ARTICLE —
■ ■ ■ ■ ■ ■ ■

This article originally appeared in the November 9, 2018 issue of The Daily Pitch.
Everybody knows what due diligence is, right? Probably so, but maybe it’s best to start with a definition. Here’s one I like from Wikipedia:
Due diligence is an investigation of a business or person prior to signing a contract, or an act with a certain standard of care. It can be a legal obligation, but the term will more commonly apply to voluntary investigations.
I like this definition because in addition to contracts, it includes acts with a certain standard of care. We are used to thinking about due diligence in the context of sales agreements, typically contracts related to business transfers. But as we can see, the spirit of due diligence reaches deeper in order to address actions or activities requiring investigation prior to accepting responsibility or a fiduciary duty. These are actions requiring probity which imply a conscious commitment to truth and accuracy.
So, let’s look at due diligence remembering that its purpose is more than just a test confirming that you won’t get ripped off on a business deal. Due diligence is the opportunity to understand and embrace accountability as we commit to certain acts or decisions prior to judgement, acceptance and commitment. It is a process committed to honesty, openness and thoroughness. With this in mind and since every business owner will likely be confronted at some point with circumstances requiring due diligence, let’s explore the process as it relates to the sale of a business.

■ ■ ■ ■ ■ ■ ■

DIRECTIONS FOR THIS TASK — Continue the article on due diligence from its final sentence, taking up the process as it applies to the sale of a business.

STORED DATA —
■ ■ ■ ■ ■ ■ ■

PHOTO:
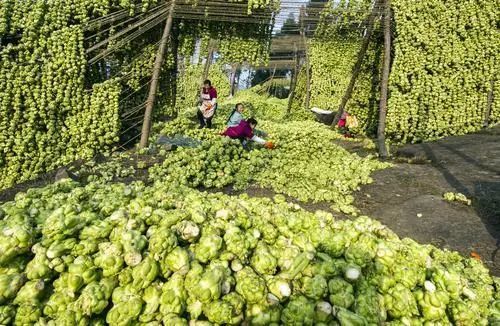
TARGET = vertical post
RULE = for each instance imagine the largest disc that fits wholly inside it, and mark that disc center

■ ■ ■ ■ ■ ■ ■

RIGHT ANSWER —
Generally, it’s buyers that engage in due diligence—they want to know what they are getting. This is a simple enough concept. Asking the key questions and investigating the right issues will provide answers and comfort to a buyer. But I might argue that it’s the sellers who perhaps should spend more time with diligence. According to our definition, sellers are contemplating an act which implies a certain standard of care. Are they taking the steps necessary to maximize a transaction? Have they identified and addressed the issues that a buyer will be concerned about before negotiating the deal? It can be useful to think of due diligence like a test. As a seller, can your business withstand the scrutiny of a professional review and analysis? Wouldn’t it be easier if you knew what the issues might be; any test is easier if you can prepare up front. And for the buyer due diligence is a thorough exam, insuring that the business is in fact as valuable as the seller purports it to be. Due diligence is a tool to maximize value creation and facilitate smooth transitions.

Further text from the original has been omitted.